Extract provided:
By: Drew Silverthorn, Assistant Food Bank Coordinator
The holidays are an exceptionally magical time for charities. Not only are people feeling especially generous with their loved ones, but many also find time to pause and reflect during the capitalist firestorm of Black Friday and mounting credit card debt to give back to those in need. Across the GTA and even the country it’s remarkable to see the amount of donations charities rake in. However, with recent criticisms blasted at the Salvation Army for its anti-LGBT stance, it’s slowly becoming clearer that donations can foster charity’s darker side.
This year the Community Food Room saw unprecedented donation levels consisting of mostly non-perishable food items. Up until the last day before the winter break our staff was scurrying around campus collecting the donated bounty. It was truly a remarkable and humbling experience to witness such generosity on behalf of the Ryerson community.
As we began the process of unpacking, sorting, and repacking the donations for storage I started to notice something. Many of the donations had been purchased. Evidence of this included receipts left in the bags or certain grocery brands in matching retailer plastic bags such as canned Great Value green beans in a Wal-Mart bag. I was pleased to see this as often food banks receive donors’ “hazardous waste”: food that donors deemed unfit for themselves or their families yet still suitable enough for those struggling with poverty. While the gesture is appreciated, these donations infuriate me to no end. Such donations reinforce class divisions by sending a clear message that quality food (fresh, healthy, sustainability produced, etc.) is reserved for only those who can afford it.
The majority of donations we receive are what researchers call “hyperpalatable foods”: foods high in fat, sugar, and salt (Avena, Rada, & Hoebel, 2008). Some research has suggested that increased levels of fat, sugar, and salt in prepared foods have promoted binge-eating and food addiction as modern disorders (Meule, 2011). I’ve noticed this in our service users. Cookies, crackers, sugar cereals, granola bars, and chips never stay on the shelf. We rarely run out of rice, pasta, canned fish, and root vegetables.
I want to take a step back and make it clear that I understand food banks must rely on the generosity of donors and that we cannot fall into a trap of policing who can donate what. As a food bank coordinator I will be the first to say that often service users do not want healthy food. No matter how much ground the modern health movement has made, many people still rely on convenience foods that require limited storage, time, tools and equipment, and skill to prepare. These foods are especially appealing to students who have severe time restraints.
Furthermore, the definition of what constitutes as “healthy” donations is subject to cultural, regional, economical, educational, and personal perspectives. As a white and poor rural farmer, my grandmother believed that not being hungry meant being healthy. Excess calories weren’t a concern because excess simply didn’t exist. Much of the world (including parts of Canada) still live like this today.

Work to do: Copy the text on food bank donations word for word from "This year the" to "the Ryerson community.".

Data block:
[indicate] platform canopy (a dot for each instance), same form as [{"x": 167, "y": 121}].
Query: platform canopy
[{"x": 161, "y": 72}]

Solved exercise:
This year the Community Food Room saw unprecedented donation levels consisting of mostly non-perishable food items. Up until the last day before the winter break our staff was scurrying around campus collecting the donated bounty. It was truly a remarkable and humbling experience to witness such generosity on behalf of the Ryerson community.